Update all of the entries below by replacing "Labeling rule" with "Annotation rule" and leaving all other text the same. Leave the pictures out of your answer.

═══ Exercise input

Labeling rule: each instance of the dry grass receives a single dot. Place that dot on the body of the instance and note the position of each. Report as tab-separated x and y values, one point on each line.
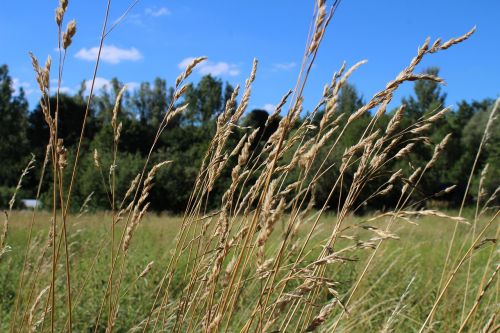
269	260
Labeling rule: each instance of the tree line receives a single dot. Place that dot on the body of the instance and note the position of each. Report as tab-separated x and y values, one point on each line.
24	132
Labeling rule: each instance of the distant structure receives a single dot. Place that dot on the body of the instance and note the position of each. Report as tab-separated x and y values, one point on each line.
31	203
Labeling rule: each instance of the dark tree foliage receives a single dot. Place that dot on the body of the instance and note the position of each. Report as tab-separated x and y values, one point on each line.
186	139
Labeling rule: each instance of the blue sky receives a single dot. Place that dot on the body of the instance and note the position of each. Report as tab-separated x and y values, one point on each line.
158	35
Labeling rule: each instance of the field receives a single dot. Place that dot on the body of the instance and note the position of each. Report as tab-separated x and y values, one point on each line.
397	294
337	214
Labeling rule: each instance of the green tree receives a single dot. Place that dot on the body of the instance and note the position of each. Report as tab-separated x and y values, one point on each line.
14	148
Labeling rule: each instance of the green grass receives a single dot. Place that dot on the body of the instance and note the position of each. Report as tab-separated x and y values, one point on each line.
418	255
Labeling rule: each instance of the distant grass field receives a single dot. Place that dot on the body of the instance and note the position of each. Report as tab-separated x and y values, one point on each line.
400	286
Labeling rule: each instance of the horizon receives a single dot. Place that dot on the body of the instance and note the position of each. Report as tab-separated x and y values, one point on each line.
158	37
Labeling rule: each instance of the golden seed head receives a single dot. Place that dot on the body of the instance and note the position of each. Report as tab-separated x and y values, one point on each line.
68	34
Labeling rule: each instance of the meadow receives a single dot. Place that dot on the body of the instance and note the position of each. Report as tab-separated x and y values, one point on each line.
297	224
396	296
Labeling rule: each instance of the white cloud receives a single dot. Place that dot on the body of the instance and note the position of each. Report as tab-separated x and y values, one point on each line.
110	54
101	83
284	66
269	107
18	84
163	11
212	68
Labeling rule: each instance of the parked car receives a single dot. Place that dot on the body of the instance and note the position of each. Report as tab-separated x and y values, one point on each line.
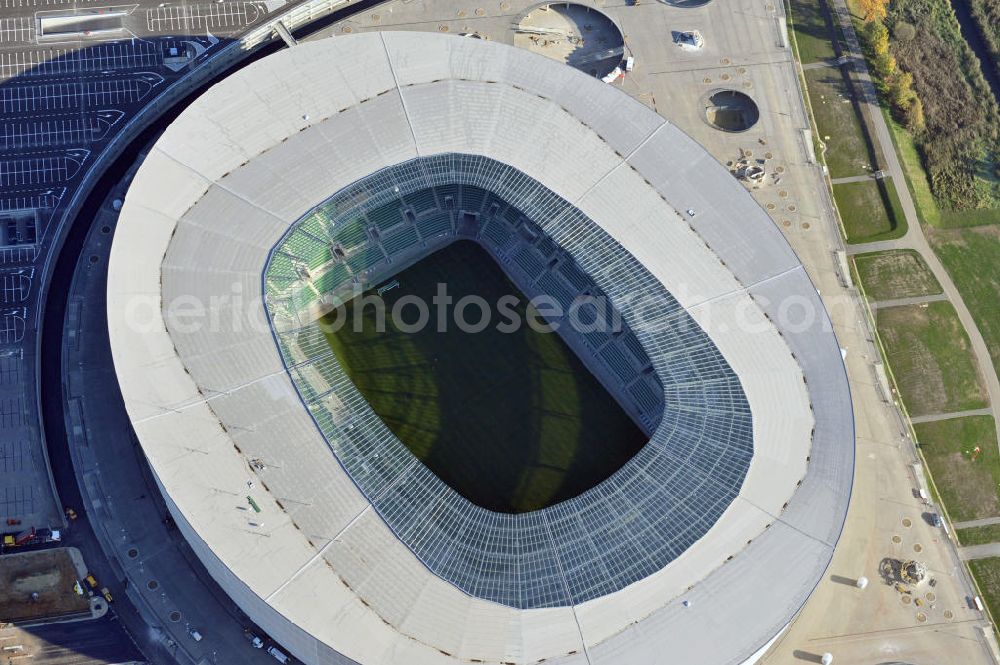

══════

Response to the exercise:
Annotation rule: each instance of the dry grass receives a single dot. Place that dot on the body of the instance and note the position of each. Report as tab-separated x and y values, one point on each line.
269	260
Annotation rule: each instance of the tree line receives a single dot. Place that dot on the body of the instance and note the position of each. Report as tab-separated x and y values, one point on each line.
24	132
Annotation rule: each instance of the distant structure receives a single dot. Place that dot on the body of the instance and note the position of each. Report as tab-separated x and y values, one point on each line.
31	203
Annotation rule: each instance of the dark tree foliage receives a single dot. Place that dot on the body of the instance and note the position of each. Report as tab-separated x and y values, one point on each line.
186	139
Annotation rule: each instance of the blue sky receives a single dot. Place that dot on the body of the instance and note the position of each. Report as tab-separated x and y values, one point on each line.
158	35
Annotation rule: each instance of the field receives a single dot. Place that dot on the body of the instance and note the position of each. Report as tab-separated x and y values, one point on each line.
397	294
337	214
Annotation rule: each instance of the green tree receives a single dot. Place that dot on the body of the instance and note the position of each. Report as tab-separated x and y values, one point on each line.
14	148
Annotation rule: each instance of the green grass receives a single dot. Place that dot on the body of the instance and note the position of each. Report as tab-separated x and y values, one point on each line.
418	255
Annotation rule: each instance of the distant grass field receives a single dot. Place that dot on the body of the instance and note the position of each. Report as tab-separated x and y values, one point on each line.
400	286
Annotation rule: each instance of the horizon receives a single dot. Place that dot on the body of the instance and note the position of each. Report as tab-separated x and y values, one point on each line.
158	37
Annotation rule: each instance of the golden seed head receives a single dot. Place that dot on the body of the instance and note the position of each. Report as tab-separated x and y values, one point on each line.
68	34
Annotation rule: each instance of the meadow receives a single dot. Place that dot on the body of the instance and note the position of each. Report as tab-separated x and y values, one point on each line.
297	224
396	296
Annotation rule: each instance of the white cloud receives a single dot. Place that dot on the body of the instance and note the position of each. Report as tab-separated x and y values, one point on each line.
110	54
101	83
284	66
269	107
18	84
163	11
212	68
Annotation rule: each instance of the parked car receives a single dot. Place that dot on the body of the instance and note the position of each. Report as tab-separated x and y values, one point on each line.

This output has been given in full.